Von Jens Kusian 18.01.2010, 05:53

Die Haldensleber Stadtbuslinien stehen in der Kritik, weil seit August 2008 die Haltestellen am oberen Waldring, am Stadtpark und an der Bornschen Straße nicht mehr angefahren werden. Im Wirtschafts- und Finanzausschuss wurde die Einführung eines Rufbus-Systems als Alternative zur Stadtbuslinie vorgestellt. Auch der Stadtrat beschäftigte sich am Donnerstag mit dem Thema.

Haldensleben. Rund 60 000 Euro – Tendenz steigend – lässt sich die Stadt Haldensleben im Jahr die beiden Stadtbuslinien kosten. Das ist allerdings nur die Hälfte des Defizits, das die Busse einfahren, die andere Hälfte schultert der Landkreis. Um diese Ausgaben zu senken, hatte der Stadtrat den Beschluss gefasst, zum Busfahrplanwechsel im August 2008 drei Haltestellen – am oberen Waldring, am Stadtpark und an der Jugendherberge – wegfallen zu lassen. Im Gegenzug wurde eine neue Haltestelle am Kreisverkehr Bornsche Straße eingerichtet. Damit sollten pro Jahr rund 11 800 Euro an Stadtzuschüssen eingespart werden.

--

## Durchzuführende Schritte
A. Welcher Betrag an Stadtzuschüssen sollte laut dem Textabschnitt über die Haldensleber Stadtbuslinien jährlich eingespart werden?
B. Schreiben Sie den Textabschnitt über die Haldensleber Stadtbuslinien im Anschluss an seinen letzten Satz weiter.

Gespeicherte Daten

--

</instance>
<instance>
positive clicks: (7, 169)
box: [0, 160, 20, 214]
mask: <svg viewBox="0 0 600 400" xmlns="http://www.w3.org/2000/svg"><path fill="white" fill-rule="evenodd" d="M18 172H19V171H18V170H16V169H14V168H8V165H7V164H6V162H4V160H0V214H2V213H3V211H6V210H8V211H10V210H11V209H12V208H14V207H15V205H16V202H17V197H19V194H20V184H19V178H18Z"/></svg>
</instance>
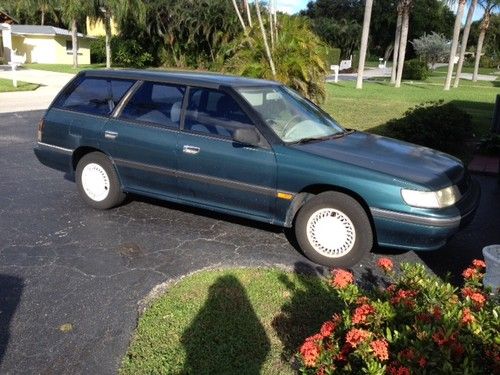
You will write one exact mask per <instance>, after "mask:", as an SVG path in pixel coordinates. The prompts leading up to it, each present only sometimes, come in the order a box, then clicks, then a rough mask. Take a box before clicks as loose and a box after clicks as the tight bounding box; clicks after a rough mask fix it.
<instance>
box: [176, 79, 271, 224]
mask: <svg viewBox="0 0 500 375" xmlns="http://www.w3.org/2000/svg"><path fill="white" fill-rule="evenodd" d="M242 126H243V127H254V125H253V123H252V121H251V120H250V119H249V117H248V116H247V114H246V113H245V112H244V110H243V109H242V108H241V107H240V106H239V104H238V103H237V102H236V101H235V99H234V98H233V97H232V96H231V95H230V94H229V93H226V92H224V91H220V90H214V89H208V88H197V87H191V88H190V90H189V98H188V103H187V108H186V111H185V119H184V126H183V130H182V131H181V132H180V134H179V142H178V163H179V164H178V171H179V172H178V178H179V193H180V195H181V196H182V197H183V198H185V199H187V200H190V201H194V202H197V203H202V204H204V205H210V206H216V207H218V208H222V209H224V210H230V211H238V212H241V213H243V214H248V215H253V216H259V217H261V218H266V219H269V220H272V216H273V215H272V212H273V208H274V204H275V197H276V160H275V156H274V152H273V150H272V149H271V147H269V146H268V145H267V143H266V142H264V143H263V146H262V147H253V146H245V145H242V144H238V143H235V142H233V140H232V133H233V131H234V129H236V128H237V127H242Z"/></svg>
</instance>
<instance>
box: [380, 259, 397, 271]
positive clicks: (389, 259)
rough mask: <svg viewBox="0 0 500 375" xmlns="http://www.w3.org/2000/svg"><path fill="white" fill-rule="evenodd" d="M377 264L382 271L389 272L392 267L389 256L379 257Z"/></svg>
mask: <svg viewBox="0 0 500 375" xmlns="http://www.w3.org/2000/svg"><path fill="white" fill-rule="evenodd" d="M377 266H379V267H380V268H382V270H383V271H384V272H390V271H392V268H393V267H394V265H393V264H392V260H390V259H389V258H380V259H379V260H378V261H377Z"/></svg>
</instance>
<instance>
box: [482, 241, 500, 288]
mask: <svg viewBox="0 0 500 375" xmlns="http://www.w3.org/2000/svg"><path fill="white" fill-rule="evenodd" d="M483 256H484V261H485V262H486V274H485V275H484V281H483V282H484V286H489V287H491V289H492V291H493V292H494V293H495V292H497V290H498V288H500V245H490V246H486V247H484V248H483Z"/></svg>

--

## Antworten je Aufgabe
A. Rund 11 800 Euro pro Jahr.

B.
Dieses Ziel scheint aber mittlerweile überholt. So wurde 2008 für den Zeitraum von August ( Fahrplanwechsel ) bis Dezember der Defizitzuschuss lediglich um rund 5 000 Euro vermindert. Für das Jahr 2009 liege allerdings noch kein finanzieller Abschluss vor, ließ Dorita Schuster, die Geschäftsführerin der OhreBus Verkehrsgesellschaft, die Mitglieder des Finanz- und Wirtschaftsausschusses am Dienstag wissen. " Wir können nur sagen, dass auf beiden Linien im Jahr 2009 rund 115 000 Kilometer gefahren wurden. Das sind gut 30 000 Kilometer weniger als 2008, und das macht in etwa 1000 Stunden bezahlte Arbeitszeit aus, die so eingespart werden konnten ", erklärte sie.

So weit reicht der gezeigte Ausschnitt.